# Stated exercise
Please render the listing below as a Markdown table with two columns, Row and Line, numbering each line in order and skipping any blank ones. Omit the images from the table.

# Extracted material
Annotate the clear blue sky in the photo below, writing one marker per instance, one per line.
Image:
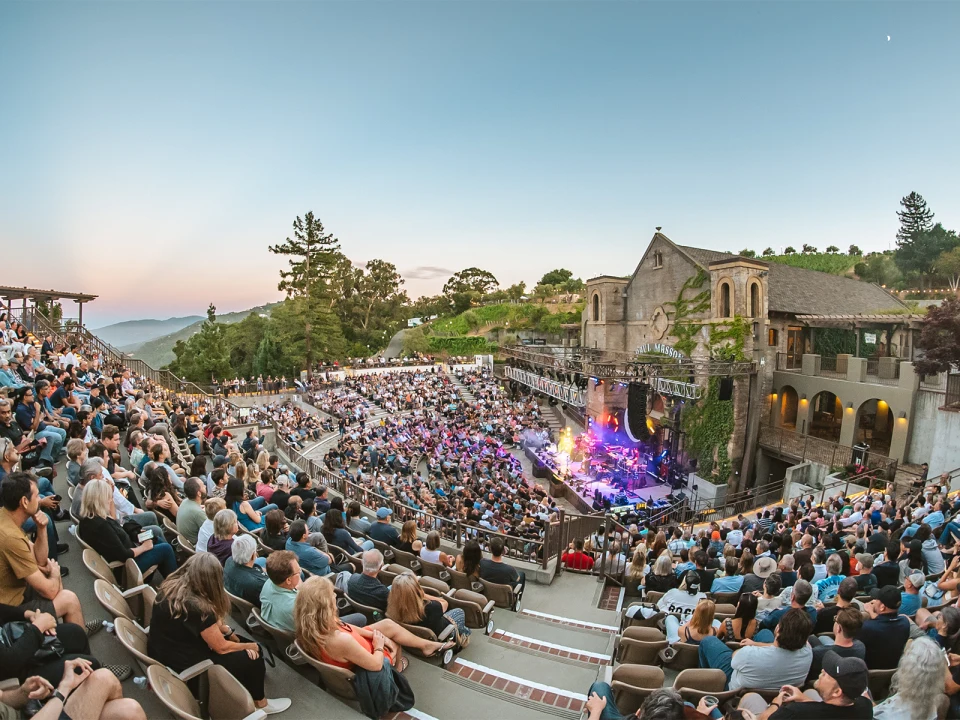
(151, 151)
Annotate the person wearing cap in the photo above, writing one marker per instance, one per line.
(886, 633)
(837, 695)
(763, 567)
(383, 530)
(910, 597)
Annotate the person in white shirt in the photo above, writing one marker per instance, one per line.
(210, 508)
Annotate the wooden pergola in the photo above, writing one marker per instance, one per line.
(34, 295)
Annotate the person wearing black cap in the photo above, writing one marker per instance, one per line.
(886, 633)
(838, 695)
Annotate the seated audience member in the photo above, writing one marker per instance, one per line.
(383, 530)
(575, 558)
(250, 518)
(827, 587)
(802, 590)
(731, 581)
(280, 591)
(785, 567)
(888, 572)
(661, 577)
(886, 633)
(210, 508)
(81, 692)
(918, 683)
(495, 570)
(365, 587)
(865, 579)
(324, 636)
(743, 624)
(769, 667)
(100, 530)
(355, 520)
(431, 551)
(225, 529)
(29, 579)
(275, 530)
(188, 626)
(409, 540)
(663, 704)
(846, 626)
(468, 562)
(910, 597)
(336, 533)
(846, 592)
(310, 558)
(191, 515)
(407, 604)
(837, 695)
(242, 576)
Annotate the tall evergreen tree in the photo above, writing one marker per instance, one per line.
(313, 254)
(915, 217)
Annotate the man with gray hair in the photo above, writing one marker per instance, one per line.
(367, 588)
(242, 576)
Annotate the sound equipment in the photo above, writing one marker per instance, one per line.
(726, 388)
(637, 411)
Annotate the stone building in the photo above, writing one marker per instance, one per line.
(708, 304)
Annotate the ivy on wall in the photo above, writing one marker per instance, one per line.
(708, 423)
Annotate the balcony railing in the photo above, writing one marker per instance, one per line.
(878, 372)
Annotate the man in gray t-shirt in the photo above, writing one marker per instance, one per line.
(785, 662)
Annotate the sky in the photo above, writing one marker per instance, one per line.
(153, 150)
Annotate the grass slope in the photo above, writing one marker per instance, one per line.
(835, 264)
(158, 352)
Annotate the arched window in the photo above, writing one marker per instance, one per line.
(725, 300)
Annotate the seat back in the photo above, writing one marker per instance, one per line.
(134, 640)
(229, 699)
(111, 599)
(632, 684)
(432, 583)
(336, 680)
(696, 683)
(174, 693)
(99, 567)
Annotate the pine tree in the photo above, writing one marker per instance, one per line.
(314, 254)
(915, 217)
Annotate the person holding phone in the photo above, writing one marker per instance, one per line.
(99, 529)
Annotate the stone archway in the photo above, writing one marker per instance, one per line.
(826, 416)
(874, 426)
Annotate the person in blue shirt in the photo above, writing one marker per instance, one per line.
(310, 559)
(910, 599)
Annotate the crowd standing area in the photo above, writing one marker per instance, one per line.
(217, 563)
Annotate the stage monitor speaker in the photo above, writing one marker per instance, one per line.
(637, 407)
(726, 388)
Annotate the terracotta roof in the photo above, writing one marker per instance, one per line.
(808, 292)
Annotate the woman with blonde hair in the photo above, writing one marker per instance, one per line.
(100, 529)
(323, 636)
(408, 537)
(409, 605)
(662, 577)
(431, 552)
(188, 627)
(700, 624)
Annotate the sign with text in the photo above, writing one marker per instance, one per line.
(569, 394)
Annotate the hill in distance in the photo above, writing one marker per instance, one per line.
(133, 332)
(158, 351)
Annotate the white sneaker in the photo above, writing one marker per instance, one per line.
(277, 705)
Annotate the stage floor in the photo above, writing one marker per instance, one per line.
(585, 487)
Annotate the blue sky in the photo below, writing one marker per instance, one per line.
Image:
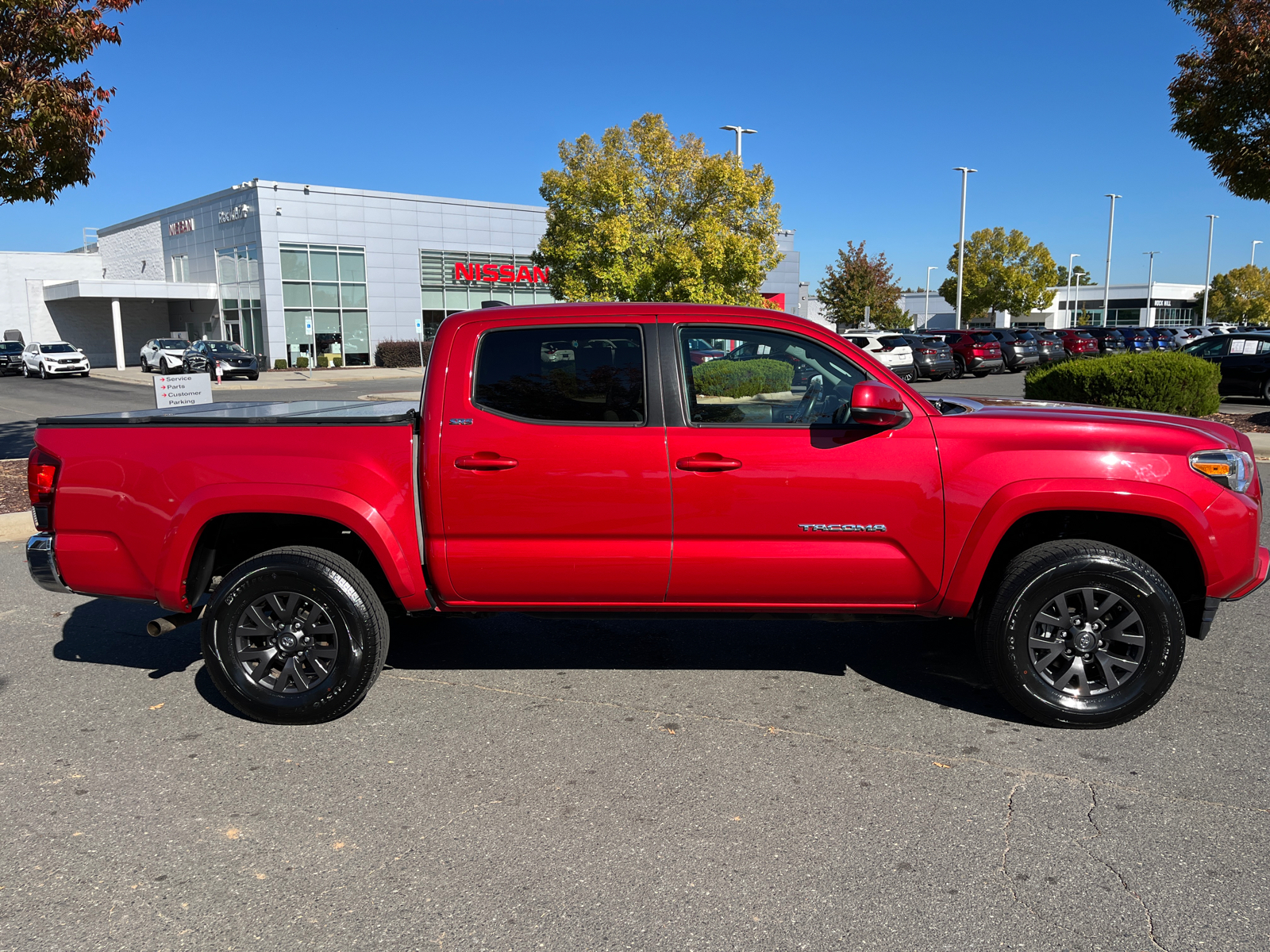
(861, 108)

# Final result
| Row | Line |
|---|---|
| 1 | Annotate the clear blue sky in the photo below, writing one marker per instance, one per line. |
| 2 | Image: |
| 3 | (151, 151) |
| 4 | Annotate the person wearing cap in the photo above, writing one marker per instance, one per line. |
| 5 | (886, 633) |
| 6 | (837, 695) |
| 7 | (763, 567) |
| 8 | (383, 530) |
| 9 | (910, 597) |
| 10 | Annotate the person in white shirt in the photo above, writing one marker per instance, one per line. |
| 11 | (210, 508) |
| 12 | Annotate the wooden pergola in the photo above, writing one marker per instance, one per line. |
| 13 | (34, 295) |
| 14 | Annotate the person wearing black cap in the photo above, writing one marker per instance, one per line. |
| 15 | (886, 633) |
| 16 | (838, 695) |
| 17 | Annotate the seated audience member in the photo above, writing one marker per instance, one per line. |
| 18 | (383, 530) |
| 19 | (575, 558) |
| 20 | (250, 518) |
| 21 | (827, 587) |
| 22 | (802, 590) |
| 23 | (731, 581) |
| 24 | (280, 591) |
| 25 | (785, 567) |
| 26 | (888, 572) |
| 27 | (661, 577) |
| 28 | (886, 633) |
| 29 | (210, 508) |
| 30 | (81, 692) |
| 31 | (918, 683) |
| 32 | (495, 570) |
| 33 | (365, 587) |
| 34 | (865, 579) |
| 35 | (324, 636) |
| 36 | (743, 624) |
| 37 | (769, 667) |
| 38 | (100, 530) |
| 39 | (355, 520) |
| 40 | (431, 551) |
| 41 | (225, 529) |
| 42 | (29, 579) |
| 43 | (275, 530) |
| 44 | (188, 626) |
| 45 | (409, 540) |
| 46 | (663, 704) |
| 47 | (846, 626) |
| 48 | (468, 562) |
| 49 | (910, 597) |
| 50 | (336, 533) |
| 51 | (846, 592) |
| 52 | (310, 558) |
| 53 | (191, 515) |
| 54 | (407, 604) |
| 55 | (837, 695) |
| 56 | (242, 576) |
| 57 | Annotate the tall evergreen tree in the photo above, writing one marker per instance, one per line. |
| 58 | (313, 254) |
| 59 | (915, 217) |
| 60 | Annotate the man with gray hair in the photo above, writing one marker per instance, one per line. |
| 61 | (367, 588) |
| 62 | (242, 576) |
| 63 | Annotate the sound equipment in the photo above, writing one marker per instance, one per line. |
| 64 | (726, 388) |
| 65 | (637, 411) |
| 66 | Annotate the stone building in the photo above, writing one marker per instance, one per line. |
| 67 | (708, 304) |
| 68 | Annotate the ivy on wall in the photo above, writing one marker per instance, one per line. |
| 69 | (708, 423) |
| 70 | Annotate the balcony railing in the photo above, writing one marker per instance, one per line. |
| 71 | (878, 372) |
| 72 | Annotate the man in gray t-shirt in the photo above, writing one marker per instance, one per line. |
| 73 | (785, 662) |
| 74 | Annotate the sky in the photo above, writing one marker per instance, one per line. |
| 75 | (153, 150) |
| 76 | Annotate the grass slope in the photo above, writing one marker per instance, one per line. |
| 77 | (835, 264) |
| 78 | (158, 352) |
| 79 | Annotate the arched window in the photo above, writing one marker per instance, one per line. |
| 80 | (725, 300) |
| 81 | Annotate the seat back in the photo above, writing one marker per instance, one per line. |
| 82 | (134, 640) |
| 83 | (229, 699) |
| 84 | (111, 599) |
| 85 | (632, 684) |
| 86 | (432, 583) |
| 87 | (336, 680) |
| 88 | (696, 683) |
| 89 | (174, 693) |
| 90 | (99, 567) |
| 91 | Annotate the pine tree in the photo above, writing one marker per instance, one per line. |
| 92 | (314, 254) |
| 93 | (915, 217) |
| 94 | Annotate the person holding phone in the photo above, writing one marker per instance, one per line. |
| 95 | (99, 529) |
| 96 | Annotate the stone archway in the photo above, writing one marker per instance, one per line. |
| 97 | (826, 416) |
| 98 | (874, 426) |
| 99 | Annotate the person in blue shirt in the photo above, writing one marker per instance, one per line. |
| 100 | (310, 559) |
| 101 | (910, 599) |
| 102 | Annotate the crowd standing area in the photo above, writing one marker per instance, one per line. |
| 103 | (217, 563) |
| 104 | Annotate the stage monitor speaker in the photo above, writing one marker per instance, one per line. |
| 105 | (637, 407) |
| 106 | (726, 388) |
| 107 | Annotate the terracotta roof in the photo above, writing one marker per instance, one per line. |
| 108 | (808, 292) |
| 109 | Annotate the woman with blonde hair in the photo above, writing one marker per instance, one per line. |
| 110 | (100, 529) |
| 111 | (323, 636) |
| 112 | (408, 537) |
| 113 | (409, 605) |
| 114 | (662, 577) |
| 115 | (431, 552) |
| 116 | (188, 627) |
| 117 | (700, 624) |
| 118 | Annotate the sign with text in the photo above, writing one marker per instance, one per line. |
| 119 | (569, 394) |
| 120 | Annotate the hill in distance in the photo above, writing one marker per instance, one per line. |
| 121 | (133, 332) |
| 122 | (158, 351) |
| 123 | Annotate the white sneaker in the photo above, writing one marker per instance, one per line. |
| 124 | (277, 705) |
| 125 | Annotate the stage floor in the photo above, writing one marker per instance, one per line. |
| 126 | (585, 487) |
| 127 | Annotate the blue sky in the photo below, writing one marker per instance, one per line. |
| 128 | Image: |
| 129 | (861, 108) |